- _Work request A_:
Recast the paragraph in the text on veterans courts that begins "The veterans court is equipped" as a short bulleted list, keeping its main facts.
- _Work request B_:
Pick up the text on veterans courts after its final sentence and keep writing in the same voice.

- _Document text_:
- - - - -

Veterans Court

Since the establishment of the first veterans court in Buffalo, New York in 2008, the model of the veterans court program has been gaining ground. This unique treatment program provides both a familiar set of structure and much-needed compassion to veterans in need of legal recourse, along with counseling and rehabilitation. Many states now offer veterans court services, including Nevada.

What is a Veterans Treatment Court?

The veterans court was developed as a response to the increasing number of veterans appearing in courts for committing nonviolent crimes across the U.S. over the last two decades. Over time, it became clear that many of their crimes were found to be related to or exacerbated by serious untreated mental health issues, like depression or PTSD, as well as brain injuries and in many cases, substance abuse problems that developed during their time in service.

The veterans court is equipped to offer veterans guilty of a misdemeanor level crime the option of participating in a voluntary treatment program. This program will address their mental health or substance abuse issues as needed, while also providing participants with a familiar sense of structure and encouraging accountability. Following a referral to the veterans treatment court, veterans that qualify can opt to participate in this program, which takes one full year, and which will be an alternative to serving time in jail.

Meeting the Needs of Our Veterans is Important

The number of veterans that return from deployment and find themselves suffering from conditions directly related to their service is staggering. Studies have found that 1 in 5 veterans return from service with Post Traumatic Stress Disorder (PTSD), as well as other forms of cognitive impairment and that 1 in 6 struggle from substance abuse and addiction.  Without proper treatment, these problems often grow, unchecked, with serious consequences, including behavior that leads to arrest. At this point in time, there are a shocking 700,000 veterans in the criminal justice system, with the majority of those arrested for charges that stem from their service-related addictions, mental health disorders or other trauma.

Ensuring that care is available for our veterans to treat the conditions caused by their time in service can make an incredible amount of difference in their lives and the lives of the people who love them. Many veterans return to their homes battling depression, post traumatic stress disorder, traumatic brain injuries, and addiction. Without help, these conditions ruin lives.  Veterans have an extremely high suicide rate, as well as a higher chance of becoming homeless and of facing unemployment. Veterans treatment courts can provide the intervention that prevents some of these terrible outcomes for participants as well as give them a second chance that would be impossible without assistance.

- - - - -

- _Image-grounded pointing data_:

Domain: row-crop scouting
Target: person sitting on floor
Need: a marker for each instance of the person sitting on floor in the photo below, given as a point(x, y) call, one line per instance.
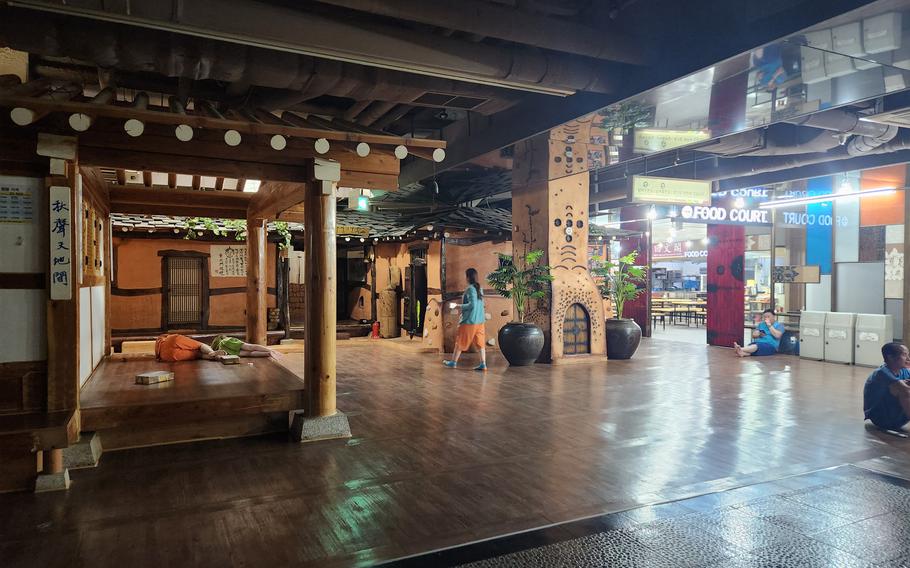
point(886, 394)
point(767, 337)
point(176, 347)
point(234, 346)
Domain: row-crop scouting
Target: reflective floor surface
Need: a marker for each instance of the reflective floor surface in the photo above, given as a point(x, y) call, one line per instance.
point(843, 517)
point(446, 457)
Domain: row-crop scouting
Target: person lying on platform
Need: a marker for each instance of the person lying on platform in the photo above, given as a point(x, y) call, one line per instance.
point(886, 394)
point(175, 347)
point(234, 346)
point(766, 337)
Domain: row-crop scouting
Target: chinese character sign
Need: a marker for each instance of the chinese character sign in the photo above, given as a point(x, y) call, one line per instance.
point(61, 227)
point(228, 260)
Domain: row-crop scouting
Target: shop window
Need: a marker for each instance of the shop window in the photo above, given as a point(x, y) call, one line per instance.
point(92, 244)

- - - - -

- _Task answer A_:
- Veterans guilty of a misdemeanor-level crime can choose to take part in a voluntary treatment program.
- The program addresses their mental health or substance abuse issues as needed.
- It gives participants a familiar sense of structure and encourages accountability.
- After a referral to the veterans treatment court, qualifying veterans may opt in.
- The program lasts one full year and is an alternative to serving time in jail.

- _Task answer B_:
The Mission of the Veterans Treatment Court

The Veterans Treatment Court (VTC) of Las Vegas describes their purpose very well on their website.  In their own words:

“The VTC is designed to reduce re-arrests, promote self-sufficiency through employment and education and to help veterans remain in the community as productive and responsible members of society by diversion from prison or jail.  Veterans will not be sent to jail if they comply with the conditions of the program and graduate.”

Treatment Programs Offered by Veterans Court

There is some variation from state to state, but a veterans court usually offers intensive and court-supervised 12 month rehabilitative treatment programs and/or counseling for the following issues and more:

●      Mental health concerns

●      Anger management

●      Substance abuse

●      Impulse control

●      Trauma

One unique offering of the veteran’s court program are the Veterans Court mentors. These volunteers are veterans themselves and will be paired with individuals who are going through the treatment process. They encourage accountability in participants, similar to the way that AA sponsors support new members. Participants will also be working with a variety of veteran-specific organizations and representatives, including the Veterans Health Administration, the Veterans Benefit Administration, veteran employment and service organizations, and treatment providers.

In addition to the treatment options above, participants will also be required to attend weekly counseling and meet regularly with the court officers involved with their program. During this time, medications that are known to be addictive and illegal substances are strictly prohibited, though some allowances can be made for necessary prescriptions approved by their doctor. Other monitoring measures for participants will include random testing for drug use or alcohol.

Requirements to Qualify For Participation in Veterans Court

Because this program was developed to address the unique issues of struggling veterans, it is not open to the public and some requirements may apply depending on location. Above all, participants must be either veteran status or currently active members of the U.S. Military, and their mental health or substance abuse issue must be related to their service. Referrals to the veterans court usually come from the courts, prosecuting attorney or through the veteran’s own attorney. In some cases, individuals can be referred by their family members.

Other basic requirements are as follows:

●      Participants must have no more than a very low history of violence, if at all.

●      Participants who have been charged or convicted of an offense that is sexual in nature will not be permitted.

●      Participants must qualify for Veterans Administration benefits – to qualify for this, the participant must have been honorably discharged and/or been on active duty for 2 or more years.

Program Cost to Veterans in Nevada

For veterans court programs in the state of Nevada, Las Vegas requires a court cost of $1,500 but allows participants to set up a payment plan of monthly installments. In Reno, participants are not required to cover the court costs.

If you are a veteran of the U.S. Military who is being charged with a crime in the state of Nevada and feel that the veterans treatment court could be the right option for you, please call our offices today. We offer free case evaluations and we want to help you find placement in a program that could turn your life around.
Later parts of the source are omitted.